::: Records provided

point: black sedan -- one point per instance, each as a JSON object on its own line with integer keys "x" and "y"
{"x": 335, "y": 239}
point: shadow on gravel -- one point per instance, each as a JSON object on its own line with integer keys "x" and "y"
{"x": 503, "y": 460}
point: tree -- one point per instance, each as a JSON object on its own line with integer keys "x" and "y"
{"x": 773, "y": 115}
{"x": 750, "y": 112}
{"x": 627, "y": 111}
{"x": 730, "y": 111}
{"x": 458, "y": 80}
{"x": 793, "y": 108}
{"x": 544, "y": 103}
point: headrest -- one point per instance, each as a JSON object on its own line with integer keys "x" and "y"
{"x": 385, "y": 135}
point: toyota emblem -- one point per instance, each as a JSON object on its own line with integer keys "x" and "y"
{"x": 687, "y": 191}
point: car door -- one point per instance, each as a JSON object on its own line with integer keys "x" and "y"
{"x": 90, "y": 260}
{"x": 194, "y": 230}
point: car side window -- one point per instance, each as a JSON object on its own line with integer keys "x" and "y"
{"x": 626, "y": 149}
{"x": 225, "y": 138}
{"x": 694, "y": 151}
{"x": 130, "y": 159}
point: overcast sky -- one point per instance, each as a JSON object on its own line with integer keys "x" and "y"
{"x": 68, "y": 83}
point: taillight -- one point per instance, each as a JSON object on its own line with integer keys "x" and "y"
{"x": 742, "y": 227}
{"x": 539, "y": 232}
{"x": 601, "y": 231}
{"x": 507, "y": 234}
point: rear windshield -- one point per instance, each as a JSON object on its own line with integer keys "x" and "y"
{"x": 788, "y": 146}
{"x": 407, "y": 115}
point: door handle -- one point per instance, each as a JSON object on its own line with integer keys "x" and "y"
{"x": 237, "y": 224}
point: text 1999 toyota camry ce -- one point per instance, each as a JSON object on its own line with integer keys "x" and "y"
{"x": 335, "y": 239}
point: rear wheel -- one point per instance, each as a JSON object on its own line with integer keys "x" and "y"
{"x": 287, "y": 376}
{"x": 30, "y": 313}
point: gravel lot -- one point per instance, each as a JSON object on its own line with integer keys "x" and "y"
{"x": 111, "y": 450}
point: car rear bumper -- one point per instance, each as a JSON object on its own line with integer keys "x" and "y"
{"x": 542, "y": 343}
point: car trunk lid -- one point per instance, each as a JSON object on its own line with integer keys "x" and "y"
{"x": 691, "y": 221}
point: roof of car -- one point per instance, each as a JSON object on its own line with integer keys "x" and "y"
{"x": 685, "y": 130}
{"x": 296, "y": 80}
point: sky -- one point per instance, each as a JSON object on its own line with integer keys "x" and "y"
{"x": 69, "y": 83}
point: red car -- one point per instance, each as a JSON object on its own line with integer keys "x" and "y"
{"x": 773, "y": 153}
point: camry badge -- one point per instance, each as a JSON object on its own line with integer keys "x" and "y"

::::::

What is asked
Convert every line of the listing above into a Markdown table with a "Row" column for a running number and a "Line" column for the line itself. Leave out any blank lines.

The reply
| Row | Line |
|---|---|
| 1 | point: black sedan -- one point per instance, each as a JSON object on its own line with integer keys "x" and "y" |
| 2 | {"x": 335, "y": 239} |
| 3 | point: shadow on gravel -- one point per instance, each as a JSON object on its own line with integer keys "x" and "y" |
| 4 | {"x": 503, "y": 460} |
| 5 | point: tree -- one point per instance, each as a JSON object on its own line with integer keys "x" and "y" |
| 6 | {"x": 773, "y": 115} |
| 7 | {"x": 750, "y": 112} |
| 8 | {"x": 627, "y": 111} |
| 9 | {"x": 730, "y": 111} |
| 10 | {"x": 458, "y": 80} |
| 11 | {"x": 793, "y": 108} |
| 12 | {"x": 544, "y": 103} |
| 13 | point: headrest -- one point per instance, each as a JSON object on its own line with integer keys "x" and "y" |
| 14 | {"x": 385, "y": 135} |
| 15 | point: toyota emblem -- one point per instance, each as a JSON object on its own line with integer keys "x" and "y" |
| 16 | {"x": 687, "y": 191} |
| 17 | point: car door -- one point per instance, each as a JSON object on its own line with integer keys "x" and "y" |
| 18 | {"x": 90, "y": 260} |
| 19 | {"x": 194, "y": 230} |
| 20 | point: car side window -- one point per instance, each as a JSON object on its own line with integer keys "x" and "y" |
| 21 | {"x": 626, "y": 149} |
| 22 | {"x": 225, "y": 138} |
| 23 | {"x": 694, "y": 151} |
| 24 | {"x": 130, "y": 159} |
| 25 | point: overcast sky -- one point per instance, each as a JSON object on its own line with integer keys "x" and "y" |
| 26 | {"x": 68, "y": 83} |
| 27 | point: taillight -- one point per instance, each as a JSON object on its own line with integer keys "x" and "y" |
| 28 | {"x": 742, "y": 227} |
| 29 | {"x": 539, "y": 232} |
| 30 | {"x": 601, "y": 231} |
| 31 | {"x": 507, "y": 234} |
| 32 | point: rear windshield -- one point per instance, each as a JSON object on its own line with integer keys "x" and "y" |
| 33 | {"x": 788, "y": 146} |
| 34 | {"x": 407, "y": 115} |
| 35 | point: door handle -- one point per instance, each as a JSON object on its own line with integer keys "x" and "y" |
| 36 | {"x": 237, "y": 224} |
| 37 | point: text 1999 toyota camry ce -- one point per instance, each as a JSON object on its own line with integer keys "x" and "y" |
| 38 | {"x": 335, "y": 239} |
| 39 | point: rear wheel -- one point per instance, each as a JSON object on its own line with integer keys "x" and "y" |
| 40 | {"x": 287, "y": 376} |
| 41 | {"x": 30, "y": 313} |
| 42 | point: gravel lot -- one point per instance, each as a JSON object on its own line with integer keys "x" and "y" |
| 43 | {"x": 111, "y": 450} |
| 44 | point: car rear bumper -- one point per instance, each as a JSON object on its own line with integer keys "x" and "y" |
| 45 | {"x": 542, "y": 343} |
| 46 | point: car trunk lid -- one point per instance, each as a JSON object on its own line with integer keys "x" and "y" |
| 47 | {"x": 691, "y": 221} |
| 48 | point: roof of car -- one point per instance, each as a JSON object on its own line with integer keys "x" and "y" |
| 49 | {"x": 685, "y": 130} |
| 50 | {"x": 296, "y": 80} |
| 51 | point: sky -- one point per instance, each as a JSON object on its own line with integer keys "x" and "y" |
| 52 | {"x": 69, "y": 83} |
| 53 | point: red car -- one point per instance, each as a JSON object on its own line with integer keys "x" and "y" |
| 54 | {"x": 773, "y": 153} |
| 55 | point: camry badge -- one point per instance, each as a JSON object on its own line with integer keys "x" and "y" |